== Excerpt ==

The European Union has agreed to impose emergency measures to charge energy firms on their record profits.
Ministers have agreed windfall taxes on certain energy companies as well as mandatory cuts in electricity use.
The plan includes a levy on fossil fuel firms’ surplus profits and a levy on excess revenues made from surging electricity costs.
The cash raised is expected to go to families and businesses. But the bloc is divided on whether and how to cap the wholesale price of gas.
It comes as Europe braces itself for a difficult winter due to the cost of living crisis and squeeze on global energy supplies.
The bloc is largely trying to wean itself off Russia energy but it has left it scrambling for other alternative, expensive, sources.
A windfall tax is imposed by a government on a company to target firms that were lucky enough to benefit from something they were not responsible for – in other words, a windfall profit.

===
== Listed entries ==

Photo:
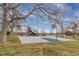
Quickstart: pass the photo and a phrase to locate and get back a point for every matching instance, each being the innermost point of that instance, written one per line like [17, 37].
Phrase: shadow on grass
[52, 39]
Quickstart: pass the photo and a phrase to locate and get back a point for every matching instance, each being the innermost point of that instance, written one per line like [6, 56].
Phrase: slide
[31, 32]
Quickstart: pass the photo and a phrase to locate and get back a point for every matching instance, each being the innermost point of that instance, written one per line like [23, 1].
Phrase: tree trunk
[5, 23]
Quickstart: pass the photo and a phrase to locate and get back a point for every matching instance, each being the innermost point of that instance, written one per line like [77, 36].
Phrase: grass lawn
[41, 49]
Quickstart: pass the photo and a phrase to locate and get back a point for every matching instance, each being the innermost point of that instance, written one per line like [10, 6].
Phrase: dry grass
[70, 48]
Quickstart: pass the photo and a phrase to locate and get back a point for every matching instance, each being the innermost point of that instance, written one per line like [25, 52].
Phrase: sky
[73, 10]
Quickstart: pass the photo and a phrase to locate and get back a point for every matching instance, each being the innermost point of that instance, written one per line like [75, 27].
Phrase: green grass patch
[12, 39]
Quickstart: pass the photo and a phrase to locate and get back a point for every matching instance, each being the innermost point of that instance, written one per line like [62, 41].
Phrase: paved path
[40, 39]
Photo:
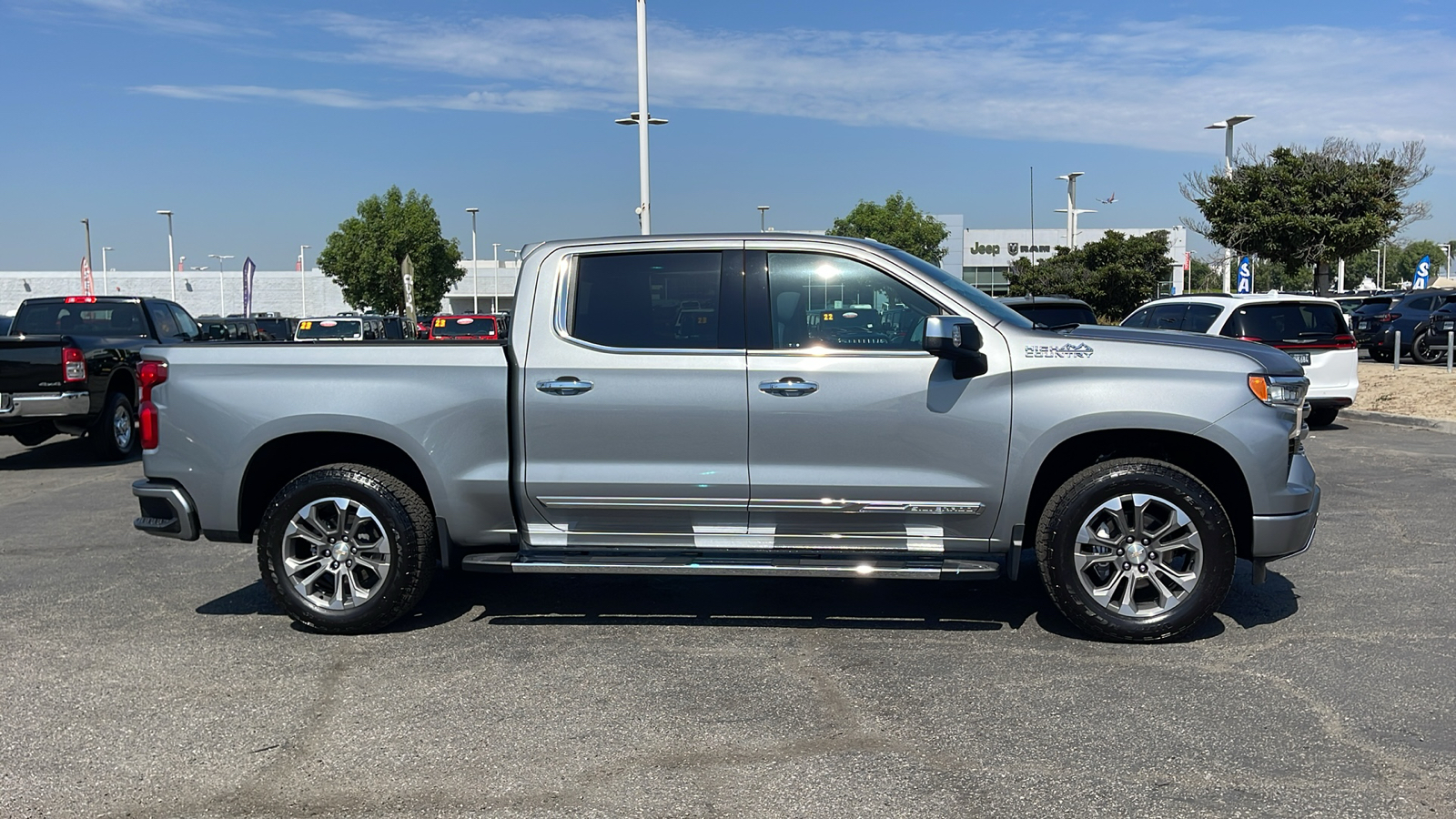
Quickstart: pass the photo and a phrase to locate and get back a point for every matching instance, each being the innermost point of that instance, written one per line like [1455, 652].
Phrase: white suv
[1310, 329]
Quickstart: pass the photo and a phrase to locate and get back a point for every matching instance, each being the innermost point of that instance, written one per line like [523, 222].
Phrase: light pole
[222, 307]
[303, 286]
[642, 118]
[1228, 171]
[475, 261]
[172, 259]
[1072, 207]
[86, 222]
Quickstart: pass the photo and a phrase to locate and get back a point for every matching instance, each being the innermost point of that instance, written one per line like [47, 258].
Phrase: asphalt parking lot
[152, 678]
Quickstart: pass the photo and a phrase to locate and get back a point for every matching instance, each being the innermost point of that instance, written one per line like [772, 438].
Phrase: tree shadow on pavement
[58, 453]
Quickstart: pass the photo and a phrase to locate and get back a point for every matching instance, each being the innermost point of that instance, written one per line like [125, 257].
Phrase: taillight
[75, 361]
[150, 373]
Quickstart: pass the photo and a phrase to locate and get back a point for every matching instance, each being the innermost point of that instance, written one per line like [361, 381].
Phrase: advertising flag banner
[1245, 278]
[248, 286]
[407, 270]
[1423, 274]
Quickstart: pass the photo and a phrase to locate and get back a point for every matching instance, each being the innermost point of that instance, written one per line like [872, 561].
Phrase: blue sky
[262, 124]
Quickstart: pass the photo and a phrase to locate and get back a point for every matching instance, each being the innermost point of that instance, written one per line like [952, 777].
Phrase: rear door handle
[788, 387]
[564, 385]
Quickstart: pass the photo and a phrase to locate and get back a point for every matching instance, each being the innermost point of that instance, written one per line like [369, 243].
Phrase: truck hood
[1273, 361]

===

-- Parts of the exercise --
1. Answer these questions about the article on EU energy windfall taxes:
(a) What two levies does the plan include?
(b) Who is the cash raised expected to go to?
(c) What is Europe bracing itself for?
2. Can you carry on the article on EU energy windfall taxes from its final sentence?

-- Expected outputs --
1.
(a) A levy on fossil fuel firms' surplus profits and a levy on excess revenues made from surging electricity costs.
(b) Families and businesses.
(c) A difficult winter due to the cost of living crisis and the squeeze on global energy supplies.

2.
Energy firms are getting much more money for their oil and gas than they were last year, partly because demand has increased as the world emerges from the pandemic and more recently because of supply concerns due to Russia’s invasion of Ukraine.
A decision has not yet been announced on a price cap.
In the UK, former Chancellor Rishi Sunak introduced a similar tax to Friday’s EU agreement in May, which he called the Energy Profits Levy.
It was applied to profits made by companies from extracting UK oil and gas, but not those that generate electricity from sources such as nuclear or wind power.